(포인팅 데이터셋의 행)
○ ○ ○ ○

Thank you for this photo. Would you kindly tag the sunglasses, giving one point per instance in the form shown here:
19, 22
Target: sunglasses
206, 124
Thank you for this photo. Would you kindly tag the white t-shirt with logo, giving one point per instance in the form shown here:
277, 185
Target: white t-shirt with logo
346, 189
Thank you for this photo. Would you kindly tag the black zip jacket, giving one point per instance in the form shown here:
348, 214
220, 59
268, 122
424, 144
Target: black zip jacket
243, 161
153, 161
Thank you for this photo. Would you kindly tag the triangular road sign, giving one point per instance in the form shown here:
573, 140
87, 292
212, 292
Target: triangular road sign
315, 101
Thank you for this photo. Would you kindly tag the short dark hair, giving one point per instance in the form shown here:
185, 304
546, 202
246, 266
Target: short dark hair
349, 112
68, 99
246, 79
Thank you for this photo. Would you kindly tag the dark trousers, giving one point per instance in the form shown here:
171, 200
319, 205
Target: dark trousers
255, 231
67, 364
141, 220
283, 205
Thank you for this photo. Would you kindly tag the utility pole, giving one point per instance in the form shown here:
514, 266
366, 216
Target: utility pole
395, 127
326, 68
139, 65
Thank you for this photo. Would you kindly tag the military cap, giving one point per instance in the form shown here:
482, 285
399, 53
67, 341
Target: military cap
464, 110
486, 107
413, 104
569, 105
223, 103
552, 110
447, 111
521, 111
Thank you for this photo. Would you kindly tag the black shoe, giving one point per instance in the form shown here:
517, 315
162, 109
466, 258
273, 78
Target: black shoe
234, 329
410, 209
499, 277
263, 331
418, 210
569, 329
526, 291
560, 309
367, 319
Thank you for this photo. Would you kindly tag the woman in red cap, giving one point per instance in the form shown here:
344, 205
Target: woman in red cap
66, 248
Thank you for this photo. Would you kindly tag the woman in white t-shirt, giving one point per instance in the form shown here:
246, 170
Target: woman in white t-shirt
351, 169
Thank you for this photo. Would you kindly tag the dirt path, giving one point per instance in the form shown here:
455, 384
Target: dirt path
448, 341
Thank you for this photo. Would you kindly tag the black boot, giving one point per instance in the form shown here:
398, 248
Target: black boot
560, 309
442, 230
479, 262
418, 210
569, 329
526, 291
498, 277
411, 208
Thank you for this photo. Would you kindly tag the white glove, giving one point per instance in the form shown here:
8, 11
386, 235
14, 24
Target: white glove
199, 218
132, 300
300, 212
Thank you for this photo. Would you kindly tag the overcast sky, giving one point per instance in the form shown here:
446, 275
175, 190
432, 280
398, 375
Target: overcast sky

○ ○ ○ ○

▶ 해야 할 일:
위의 행을 처음부터 끝까지 하나도 바꾸지 말고 그대로 다시 적어 주세요.

▶ 연습 결과:
Thank you for this photo. Would you kindly tag the sunglasses, giving one point per instance in the form shown here:
19, 22
Target: sunglasses
206, 124
Thank you for this photo. Would you kindly tag the white t-shirt with logo, giving one point per instance in the form shown here:
277, 185
Target: white t-shirt with logo
346, 189
Thank you for this photo. Would you kindly tag the black zip jacket, giving one point per instance in the form shown here:
348, 214
220, 59
268, 122
424, 144
Target: black zip jacket
243, 161
153, 161
Thank you for this photo. Would you kindly tag the triangular road sign, giving one point per instance in the form shown here:
573, 140
87, 292
212, 292
Target: triangular road sign
315, 101
Thank you for this photo. Would you kindly tag the short dark hair, giving one point per instance in the form shown here:
185, 304
546, 202
246, 266
Target: short dark hair
349, 112
68, 99
246, 79
Thank you for this photo. Would you kindly tag the dark trousers, giving one point per instance in the form shown here:
171, 200
319, 205
Target: dark trousers
255, 231
67, 364
141, 220
283, 205
Thank you for this photo. Would you kindly tag the utility pole, giving one point per instance in the form shown here:
514, 266
366, 216
Target: utility pole
395, 127
326, 68
139, 65
Thank you for this photo. Would you kindly tag the military cap, giving one point per instance in the form shown here:
482, 285
399, 53
67, 341
Target: military cap
464, 110
486, 107
413, 104
569, 105
223, 103
552, 110
447, 111
521, 111
Thank you for this photo. Would you kindly tag the black shoe, giving one point per instance in the form shown here:
517, 315
162, 109
466, 258
273, 78
Target: black shoe
234, 329
410, 209
499, 277
263, 331
418, 210
569, 329
526, 291
560, 309
367, 319
Thank you for this photo. Would you kindly tag the woman in red cap, giving one point per instance in the form shown here:
344, 205
Target: woman in red cap
66, 248
Thank you for this photo. Would you kindly tag the woman in white t-shirt, giving one point per instance in the form shown here:
246, 170
Target: woman in white t-shirt
351, 169
Thank you for this photo. Would you kindly tag the dirt path, giving one point per instance in the form shown here:
455, 384
Target: dirt path
448, 341
Thank you for this photo. Would you kindly tag the black boot, giving one point per instance in the form shown here:
398, 248
Target: black boot
560, 309
442, 230
479, 262
418, 210
569, 329
526, 291
498, 277
411, 208
Thank you for this photo. Would you kindly tag the white glove, giving one point per instance in the form shown here:
8, 11
386, 235
14, 24
Target: white glove
199, 218
132, 300
300, 212
Thank you for this photo. Would you kindly tag the overcast sky, giving one point per instance in the form shown here:
446, 275
175, 190
432, 280
398, 375
Target: overcast sky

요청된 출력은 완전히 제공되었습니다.